* **Work request**:
Each line of the records needs to come back exactly as written.

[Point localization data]
════════

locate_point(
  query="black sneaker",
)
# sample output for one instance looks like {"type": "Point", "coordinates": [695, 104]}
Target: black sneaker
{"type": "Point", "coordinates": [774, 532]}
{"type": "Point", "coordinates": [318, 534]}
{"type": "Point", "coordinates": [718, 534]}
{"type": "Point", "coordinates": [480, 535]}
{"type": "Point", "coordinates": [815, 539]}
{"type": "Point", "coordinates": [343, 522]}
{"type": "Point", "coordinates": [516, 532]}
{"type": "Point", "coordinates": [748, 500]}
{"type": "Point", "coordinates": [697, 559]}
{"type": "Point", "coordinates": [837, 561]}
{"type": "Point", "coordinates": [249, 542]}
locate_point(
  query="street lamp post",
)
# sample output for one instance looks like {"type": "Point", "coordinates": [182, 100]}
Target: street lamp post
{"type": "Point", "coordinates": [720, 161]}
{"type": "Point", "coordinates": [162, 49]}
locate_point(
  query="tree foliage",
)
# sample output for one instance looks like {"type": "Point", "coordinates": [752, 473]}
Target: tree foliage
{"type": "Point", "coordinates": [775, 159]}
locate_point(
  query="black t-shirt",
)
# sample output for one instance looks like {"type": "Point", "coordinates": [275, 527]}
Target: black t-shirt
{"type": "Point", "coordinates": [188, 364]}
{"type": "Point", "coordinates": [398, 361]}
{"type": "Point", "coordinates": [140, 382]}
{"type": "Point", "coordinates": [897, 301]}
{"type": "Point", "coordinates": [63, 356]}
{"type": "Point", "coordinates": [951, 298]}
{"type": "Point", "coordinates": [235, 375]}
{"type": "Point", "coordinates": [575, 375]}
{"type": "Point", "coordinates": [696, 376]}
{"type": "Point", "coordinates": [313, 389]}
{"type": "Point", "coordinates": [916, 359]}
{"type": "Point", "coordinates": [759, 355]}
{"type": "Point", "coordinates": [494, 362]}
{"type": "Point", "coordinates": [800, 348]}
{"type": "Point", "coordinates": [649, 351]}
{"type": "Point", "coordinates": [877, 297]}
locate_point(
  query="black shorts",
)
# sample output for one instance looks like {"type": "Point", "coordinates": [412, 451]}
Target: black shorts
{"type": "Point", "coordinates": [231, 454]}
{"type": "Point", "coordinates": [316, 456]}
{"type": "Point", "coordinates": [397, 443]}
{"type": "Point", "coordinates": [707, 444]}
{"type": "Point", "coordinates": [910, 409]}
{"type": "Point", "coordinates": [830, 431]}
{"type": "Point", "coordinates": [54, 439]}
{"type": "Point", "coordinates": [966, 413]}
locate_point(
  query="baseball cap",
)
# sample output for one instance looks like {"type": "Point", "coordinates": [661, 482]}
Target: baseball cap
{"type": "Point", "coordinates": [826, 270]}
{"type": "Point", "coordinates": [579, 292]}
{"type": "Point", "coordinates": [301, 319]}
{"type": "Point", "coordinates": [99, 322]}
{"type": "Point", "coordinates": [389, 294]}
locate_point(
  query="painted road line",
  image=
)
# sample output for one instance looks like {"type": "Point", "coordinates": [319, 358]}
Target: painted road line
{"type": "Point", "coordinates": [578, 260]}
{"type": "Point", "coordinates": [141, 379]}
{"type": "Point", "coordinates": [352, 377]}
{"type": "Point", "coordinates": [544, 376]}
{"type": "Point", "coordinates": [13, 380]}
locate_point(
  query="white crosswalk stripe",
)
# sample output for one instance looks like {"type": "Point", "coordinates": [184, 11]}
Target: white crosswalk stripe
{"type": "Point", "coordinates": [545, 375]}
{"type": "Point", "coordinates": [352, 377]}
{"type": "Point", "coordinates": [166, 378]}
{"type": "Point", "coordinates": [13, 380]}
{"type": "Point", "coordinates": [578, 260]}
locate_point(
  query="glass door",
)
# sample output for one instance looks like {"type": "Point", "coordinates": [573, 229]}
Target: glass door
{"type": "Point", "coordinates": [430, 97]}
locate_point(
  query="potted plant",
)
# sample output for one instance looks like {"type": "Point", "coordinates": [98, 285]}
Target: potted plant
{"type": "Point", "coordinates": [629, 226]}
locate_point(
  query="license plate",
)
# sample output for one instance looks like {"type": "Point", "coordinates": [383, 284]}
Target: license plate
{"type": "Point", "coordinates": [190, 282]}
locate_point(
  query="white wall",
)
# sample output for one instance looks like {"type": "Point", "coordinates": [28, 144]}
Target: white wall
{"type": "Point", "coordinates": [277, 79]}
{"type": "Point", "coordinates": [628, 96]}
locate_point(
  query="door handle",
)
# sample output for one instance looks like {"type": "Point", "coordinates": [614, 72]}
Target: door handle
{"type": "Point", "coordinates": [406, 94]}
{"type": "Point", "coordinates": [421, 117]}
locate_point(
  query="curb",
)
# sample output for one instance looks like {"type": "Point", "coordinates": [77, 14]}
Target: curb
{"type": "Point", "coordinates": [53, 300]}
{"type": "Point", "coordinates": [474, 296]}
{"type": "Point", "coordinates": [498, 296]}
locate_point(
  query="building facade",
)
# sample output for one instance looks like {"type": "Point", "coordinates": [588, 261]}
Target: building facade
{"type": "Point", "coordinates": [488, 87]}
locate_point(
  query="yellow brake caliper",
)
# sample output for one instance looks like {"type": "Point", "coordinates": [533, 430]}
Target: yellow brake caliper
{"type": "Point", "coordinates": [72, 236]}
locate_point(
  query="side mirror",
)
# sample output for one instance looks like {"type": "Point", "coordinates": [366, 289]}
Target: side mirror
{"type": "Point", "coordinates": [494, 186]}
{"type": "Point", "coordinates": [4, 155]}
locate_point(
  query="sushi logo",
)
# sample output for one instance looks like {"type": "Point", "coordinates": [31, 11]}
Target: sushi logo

════════

* **Task output**:
locate_point(
  query="black sneaker",
)
# sample output for one instance looks like {"type": "Point", "coordinates": [695, 104]}
Target: black sneaker
{"type": "Point", "coordinates": [774, 532]}
{"type": "Point", "coordinates": [318, 534]}
{"type": "Point", "coordinates": [718, 534]}
{"type": "Point", "coordinates": [480, 535]}
{"type": "Point", "coordinates": [815, 539]}
{"type": "Point", "coordinates": [343, 522]}
{"type": "Point", "coordinates": [516, 532]}
{"type": "Point", "coordinates": [748, 500]}
{"type": "Point", "coordinates": [697, 559]}
{"type": "Point", "coordinates": [837, 561]}
{"type": "Point", "coordinates": [249, 542]}
locate_point(
  query="street lamp post",
)
# sample output for one instance looks like {"type": "Point", "coordinates": [182, 100]}
Target: street lamp post
{"type": "Point", "coordinates": [720, 161]}
{"type": "Point", "coordinates": [162, 49]}
locate_point(
  query="tree foliage",
)
# sample output for one instance looks like {"type": "Point", "coordinates": [752, 473]}
Target: tree foliage
{"type": "Point", "coordinates": [775, 159]}
locate_point(
  query="black t-shirt",
)
# sample output for one instance looks like {"type": "Point", "coordinates": [275, 527]}
Target: black t-shirt
{"type": "Point", "coordinates": [188, 364]}
{"type": "Point", "coordinates": [398, 361]}
{"type": "Point", "coordinates": [140, 382]}
{"type": "Point", "coordinates": [897, 301]}
{"type": "Point", "coordinates": [63, 356]}
{"type": "Point", "coordinates": [951, 298]}
{"type": "Point", "coordinates": [235, 375]}
{"type": "Point", "coordinates": [575, 375]}
{"type": "Point", "coordinates": [696, 376]}
{"type": "Point", "coordinates": [313, 389]}
{"type": "Point", "coordinates": [916, 359]}
{"type": "Point", "coordinates": [759, 355]}
{"type": "Point", "coordinates": [494, 362]}
{"type": "Point", "coordinates": [800, 348]}
{"type": "Point", "coordinates": [649, 351]}
{"type": "Point", "coordinates": [877, 297]}
locate_point(
  query="black shorts",
)
# sample output for one instance looks like {"type": "Point", "coordinates": [412, 451]}
Target: black shorts
{"type": "Point", "coordinates": [231, 454]}
{"type": "Point", "coordinates": [316, 456]}
{"type": "Point", "coordinates": [397, 443]}
{"type": "Point", "coordinates": [707, 444]}
{"type": "Point", "coordinates": [910, 409]}
{"type": "Point", "coordinates": [830, 431]}
{"type": "Point", "coordinates": [54, 439]}
{"type": "Point", "coordinates": [966, 413]}
locate_point(
  query="baseball cap",
)
# sample output for one instance looks like {"type": "Point", "coordinates": [661, 482]}
Target: baseball cap
{"type": "Point", "coordinates": [826, 270]}
{"type": "Point", "coordinates": [579, 292]}
{"type": "Point", "coordinates": [301, 319]}
{"type": "Point", "coordinates": [99, 322]}
{"type": "Point", "coordinates": [389, 294]}
locate_point(
  query="painted road line",
  image=
)
# sample output for one instance looks like {"type": "Point", "coordinates": [319, 358]}
Target: painted road line
{"type": "Point", "coordinates": [578, 260]}
{"type": "Point", "coordinates": [141, 379]}
{"type": "Point", "coordinates": [352, 377]}
{"type": "Point", "coordinates": [544, 376]}
{"type": "Point", "coordinates": [13, 380]}
locate_point(
  query="white crosswalk stripe",
)
# sample output for one instance looks like {"type": "Point", "coordinates": [184, 11]}
Target: white crosswalk stripe
{"type": "Point", "coordinates": [545, 375]}
{"type": "Point", "coordinates": [352, 377]}
{"type": "Point", "coordinates": [166, 378]}
{"type": "Point", "coordinates": [13, 380]}
{"type": "Point", "coordinates": [578, 260]}
locate_point(
  query="glass door",
)
# sample output for one instance looks like {"type": "Point", "coordinates": [573, 229]}
Target: glass door
{"type": "Point", "coordinates": [430, 97]}
locate_point(
  query="potted plant",
)
# sample output for one instance looks like {"type": "Point", "coordinates": [98, 285]}
Target: potted plant
{"type": "Point", "coordinates": [629, 226]}
locate_point(
  query="license plate",
)
# sample output for one instance looks like {"type": "Point", "coordinates": [383, 284]}
Target: license plate
{"type": "Point", "coordinates": [190, 282]}
locate_point(
  query="white wall",
)
# sample output for one instance looks like {"type": "Point", "coordinates": [28, 144]}
Target: white wall
{"type": "Point", "coordinates": [277, 79]}
{"type": "Point", "coordinates": [628, 96]}
locate_point(
  query="door handle",
)
# sample output for one instance looks like {"type": "Point", "coordinates": [614, 72]}
Target: door handle
{"type": "Point", "coordinates": [406, 94]}
{"type": "Point", "coordinates": [421, 117]}
locate_point(
  query="curb",
)
# sample output for one instance looks like {"type": "Point", "coordinates": [77, 14]}
Target: curb
{"type": "Point", "coordinates": [53, 300]}
{"type": "Point", "coordinates": [474, 296]}
{"type": "Point", "coordinates": [498, 296]}
locate_point(
  query="building facade",
)
# sample output for one instance looks like {"type": "Point", "coordinates": [588, 261]}
Target: building facade
{"type": "Point", "coordinates": [488, 87]}
locate_point(
  query="yellow brake caliper",
)
# sample output for one instance looks like {"type": "Point", "coordinates": [533, 430]}
Target: yellow brake caliper
{"type": "Point", "coordinates": [72, 236]}
locate_point(
  query="side mirror",
)
# sample output for one instance looks like {"type": "Point", "coordinates": [366, 289]}
Target: side mirror
{"type": "Point", "coordinates": [494, 186]}
{"type": "Point", "coordinates": [4, 155]}
locate_point(
  query="sushi logo",
)
# sample output for one instance looks like {"type": "Point", "coordinates": [31, 11]}
Target: sushi logo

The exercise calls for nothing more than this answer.